- [Written request]: Write out the whole listing again, exactly as given.

- [Provided material]:
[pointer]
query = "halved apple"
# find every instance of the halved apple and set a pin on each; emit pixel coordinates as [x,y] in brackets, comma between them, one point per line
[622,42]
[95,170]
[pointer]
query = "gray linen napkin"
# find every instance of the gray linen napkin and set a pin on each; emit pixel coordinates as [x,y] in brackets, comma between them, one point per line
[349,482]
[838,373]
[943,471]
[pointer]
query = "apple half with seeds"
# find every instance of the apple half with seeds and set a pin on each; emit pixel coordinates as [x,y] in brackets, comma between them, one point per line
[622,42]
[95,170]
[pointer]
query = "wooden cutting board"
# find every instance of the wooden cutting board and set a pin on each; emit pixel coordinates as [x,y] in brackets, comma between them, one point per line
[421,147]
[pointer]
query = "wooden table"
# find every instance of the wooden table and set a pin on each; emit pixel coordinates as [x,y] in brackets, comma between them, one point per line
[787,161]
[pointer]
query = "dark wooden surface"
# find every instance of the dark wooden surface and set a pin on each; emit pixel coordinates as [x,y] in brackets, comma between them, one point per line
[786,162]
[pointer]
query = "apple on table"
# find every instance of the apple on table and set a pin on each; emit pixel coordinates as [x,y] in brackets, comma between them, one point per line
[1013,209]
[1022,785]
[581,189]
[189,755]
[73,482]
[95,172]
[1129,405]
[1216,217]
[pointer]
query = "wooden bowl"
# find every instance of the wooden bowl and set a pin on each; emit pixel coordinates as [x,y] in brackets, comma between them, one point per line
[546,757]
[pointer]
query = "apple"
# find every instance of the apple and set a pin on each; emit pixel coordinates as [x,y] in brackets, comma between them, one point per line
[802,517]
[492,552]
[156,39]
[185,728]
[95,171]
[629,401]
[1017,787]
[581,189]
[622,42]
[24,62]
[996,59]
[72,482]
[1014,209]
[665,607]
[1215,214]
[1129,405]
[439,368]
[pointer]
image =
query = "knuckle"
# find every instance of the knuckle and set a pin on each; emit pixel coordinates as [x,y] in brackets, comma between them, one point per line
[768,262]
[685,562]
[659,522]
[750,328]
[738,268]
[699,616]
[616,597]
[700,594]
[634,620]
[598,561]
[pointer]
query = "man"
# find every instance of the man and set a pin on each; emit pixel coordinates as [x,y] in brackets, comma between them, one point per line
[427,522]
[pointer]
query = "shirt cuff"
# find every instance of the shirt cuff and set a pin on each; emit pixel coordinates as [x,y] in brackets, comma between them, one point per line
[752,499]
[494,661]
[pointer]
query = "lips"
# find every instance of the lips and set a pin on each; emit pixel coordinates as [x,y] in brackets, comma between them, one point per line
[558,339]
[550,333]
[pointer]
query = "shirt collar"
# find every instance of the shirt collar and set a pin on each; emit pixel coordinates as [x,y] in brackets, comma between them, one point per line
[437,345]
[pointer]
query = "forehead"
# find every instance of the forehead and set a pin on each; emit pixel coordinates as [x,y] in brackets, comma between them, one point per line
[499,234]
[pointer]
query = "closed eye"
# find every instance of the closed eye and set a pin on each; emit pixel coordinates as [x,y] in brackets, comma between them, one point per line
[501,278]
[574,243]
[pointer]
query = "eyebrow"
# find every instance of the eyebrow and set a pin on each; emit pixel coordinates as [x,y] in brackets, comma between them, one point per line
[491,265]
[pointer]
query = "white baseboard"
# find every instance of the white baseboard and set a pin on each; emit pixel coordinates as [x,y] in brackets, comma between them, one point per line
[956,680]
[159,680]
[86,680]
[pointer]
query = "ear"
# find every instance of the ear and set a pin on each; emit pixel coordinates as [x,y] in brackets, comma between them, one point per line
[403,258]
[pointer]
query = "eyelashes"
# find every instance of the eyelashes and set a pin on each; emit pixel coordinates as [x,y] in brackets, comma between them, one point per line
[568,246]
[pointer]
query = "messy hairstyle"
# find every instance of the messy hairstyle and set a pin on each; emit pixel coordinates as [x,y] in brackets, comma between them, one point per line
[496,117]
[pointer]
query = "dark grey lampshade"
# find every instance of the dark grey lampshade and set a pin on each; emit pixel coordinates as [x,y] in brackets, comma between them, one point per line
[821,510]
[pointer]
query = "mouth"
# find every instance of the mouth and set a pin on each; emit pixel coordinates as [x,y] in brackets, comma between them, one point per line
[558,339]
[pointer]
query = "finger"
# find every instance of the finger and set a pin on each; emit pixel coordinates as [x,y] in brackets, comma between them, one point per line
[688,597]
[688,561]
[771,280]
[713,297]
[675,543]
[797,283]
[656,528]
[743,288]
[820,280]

- [The output]:
[pointer]
query = "halved apple"
# find every instance of the halved apple and set a pin on each; emit pixel coordinates as [x,y] in brackets, comma between them, one point per line
[622,42]
[95,170]
[pointer]
query = "gray linen napkin"
# find every instance of the gray linen napkin and set a pin on each; emit pixel coordinates as [x,y] in brackets, comma between them, one point per line
[349,482]
[838,373]
[943,471]
[pointer]
query = "apple half with seeds"
# find every instance of the apple half with seeds and set a pin on each; emit pixel coordinates as [x,y] in brackets, comma between them, one point per line
[622,42]
[95,170]
[pointer]
query = "wooden cutting board"
# find every instance of the wooden cutting board and set a pin on each; emit pixel coordinates as [x,y] in brackets, comma between them, one point per line
[421,147]
[pointer]
query = "wooden table"
# find every instance of the wooden table and set a pin on each; emit pixel coordinates as [x,y] in brackets, comma between them, one point per line
[787,161]
[pointer]
query = "dark wooden surface"
# find every instance of the dark wooden surface and set a pin on each; emit pixel coordinates as [x,y] in brackets, comma between them, one point per line
[786,162]
[pointer]
query = "apple on table"
# find every instance of the apple on table and set a pin on each; emit pixel coordinates as [x,y] in brackets, comma between them, one point per line
[1013,209]
[1022,785]
[581,189]
[189,755]
[73,482]
[95,172]
[1129,405]
[1216,217]
[pointer]
query = "wooden bowl"
# find every instance of the wooden bowl and set a pin on each; emit pixel coordinates as [x,y] in brackets, comma between them, one point per line
[546,757]
[pointer]
query = "apple"
# find every instance of the apple and set a pin on each; emit pixel coordinates as [x,y] in brackets, comma between them, one point per line
[802,517]
[492,552]
[156,39]
[185,728]
[95,171]
[629,401]
[1017,787]
[581,189]
[622,42]
[24,62]
[996,59]
[72,482]
[1014,209]
[665,607]
[1215,214]
[1129,405]
[439,368]
[pointer]
image =
query = "knuckle"
# find every instance of the knuckle and set a pin on each; emit pixel coordinates as [x,y] in brackets, comma between them, one point per line
[768,262]
[685,562]
[659,522]
[750,328]
[738,268]
[699,616]
[616,597]
[700,594]
[634,620]
[598,561]
[pointer]
query = "man"
# find every instance of the man and set a pin on each; emit pixel coordinates as [x,y] in brackets, comma between them, one point per line
[427,522]
[pointer]
query = "shirt cuff"
# find every instance of the shirt cuff and set a pin on each; emit pixel coordinates as [x,y] in brackets, comma between them, one point per line
[752,499]
[494,661]
[pointer]
query = "lips"
# find every instance of the lips and set a pin on each; emit pixel coordinates as [x,y] in brackets, comma between them, one point per line
[558,339]
[550,333]
[pointer]
query = "shirt collar"
# find every instance of the shirt collar and set a pin on each; emit pixel coordinates as [x,y] in brackets, comma between them, one point per line
[437,345]
[pointer]
query = "forehead"
# find every instance of the forehead and set a pin on each; emit pixel coordinates as [x,y] in brackets, comma between them, one point per line
[499,234]
[pointer]
query = "closed eye"
# find every instance of the closed eye and set a pin on each; emit pixel coordinates as [x,y] in brackets, comma between them, one point per line
[501,278]
[574,243]
[pointer]
query = "eyebrow"
# find every instance of the eyebrow and set a pin on each; emit pixel coordinates as [x,y] in brackets, comma between them, one point per line
[491,265]
[pointer]
query = "white baseboard"
# find every instance of the white baseboard and set a pin on each; emit pixel coordinates as [x,y] in brackets, comma between them, one point per line
[956,680]
[159,680]
[86,680]
[pointer]
query = "ear"
# find every instance of the ear and set a pin on each; emit pixel coordinates as [x,y] in brackets, comma between them, one point per line
[403,258]
[pointer]
query = "eyelashes"
# find every instance of the eyelashes and set a pin on each; emit pixel coordinates as [x,y] in brackets, comma between them, one point per line
[568,246]
[pointer]
query = "messy hairstyle"
# find every instance of the messy hairstyle and set a pin on each; emit pixel coordinates as [x,y] in brackets, comma between them, one point per line
[496,117]
[pointer]
query = "dark grey lampshade"
# find every instance of the dark grey lampshade and set a pin on each; emit pixel coordinates as [x,y] in brackets, comma between them, one point per line
[821,510]
[pointer]
query = "mouth"
# find every instance of the mouth and set a pin on each; emit pixel coordinates as [x,y] in brackets, comma between them, one point per line
[558,339]
[pointer]
query = "finger"
# find every instance of the finger and set a pin on each; emit pixel coordinates as [x,y] in brackets, comma between them, one point per line
[688,597]
[688,561]
[771,280]
[713,297]
[675,543]
[797,283]
[656,528]
[743,288]
[820,280]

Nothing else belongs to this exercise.